**Extract to read**.
START

It is also argued that the Commission improperly relied on the Trustee’s original normal year’s earnings estimate because that estimate is no longer relevant in the light of permanently changed conditions; but it is clear that the Commission considered the changed conditions and made a consequent increase in the estimate.

Elements of Physical Value.

Objection is made to values assigned to the debtors’ physical properties in determining the cost of reproduction new and less depreciation. The Commission’s Bureau of Valuation supplied these values, which were determined as of December 31, 1945, and recommended that the values be increased 15% if the 1946 period prices were desired. The Commission adopted the Bureau’s report with the 15% increase. It was argued in the proceedings before the Commission that the Bureau erred in determining these values, and evidence to that effect was there presented. The Commission considered and rejected this evidence. Since the Bureau’s report is “prima facie evidence of the facts therein stated”, as provided by Section 77, sub. c, (11), it cannot be said that the Commission’s finding is not supported by material evidence.
Objection is made to the Commission’s use of the 1946 physical values, and it is stated that 1948- estimates should have been used. As to this, the Commission said: “It is not reasonable to assume that the current dislocation of the economy of the United States due to the war will prevail for the indefinite future. Adoption in the future of new and improved methods of performing work and substituted use of new or equally efficient but less costly materials than those formerly used also may offset to some extent over a period of time increasing labor and material costs”. The Commission is not required to assume that inflated costs “will prevail for the indefinite future”, and its choice of the year 1946 as representative of costs in future years, in the exercise of its judgment, is binding on the Court. It is required to give only such effect to the present costs of reproduction new and less depreciation, as may be required in the light of all other relevant facts, under Section 77, sub e. It has determined that the present cost of reproduction is not, under the relevant facts, i.e., inflated costs, a proper element for consideration.

Valuation of Property.

The increases in the valuations of the properties for the purpose of determination of the maximum amount of capitalization are shown in the following table:
1940 and 1949 Dollar
1944 Plan Plan Increase Percent
(000’s) (000’s) (000’s) Increase
System $560,000 $612,000 $52,000 9%
Missouri Pacific 463,000 509,700 46,700 10%
New Orleans 67,000 83,700 16,700 25%
International 50,000 57,000 7,000 14%
The System valuation is less than the total of individual valuations because all inter-company holdings and obligations are cancelled. It is clear that the Commission was familiar with all of the relevant facts and had considered all of the factors which it is required by statute to consider in determining the value of the properties.

END

**What you have to do**. Pick up the passage above on the Commission's valuation of the debtors' properties, and continue it from its final sentence.

(Examples of mask labeling)

START

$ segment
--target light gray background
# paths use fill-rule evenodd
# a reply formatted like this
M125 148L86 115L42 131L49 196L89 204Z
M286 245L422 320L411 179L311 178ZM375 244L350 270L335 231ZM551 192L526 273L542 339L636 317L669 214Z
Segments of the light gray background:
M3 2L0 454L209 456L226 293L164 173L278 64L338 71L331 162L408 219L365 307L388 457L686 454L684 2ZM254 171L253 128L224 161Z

END

**Response**.
Objections are made to the System capitalization. It is argued that it should be increased to as much as $767,000,000. A number of these objections indicate a misconception of the function of the District Court in these proceedings. The Court must first look to see if the Commission considered the relevant factors and if there is material evidence to support the Commission’s conclusion. Congress has, subject to limited judicial review, left this matter to the expert judgment of the Commission.
*843It cannot be argued that there is not material evidence to support the Commission’s findings as to valuation. The Court is not concerned with methods by which the Commission might have determined a higher valuation; nor is it ordinarily concerned with the weight allegedly accorded by the Commission to any given factor. The Commission is not required to formalize its determination of value into findings upon the data which results in its conclusion. St. Louis S. W. Ry. Co. v. Henwood, 8 Cir., 157 F.2d 337.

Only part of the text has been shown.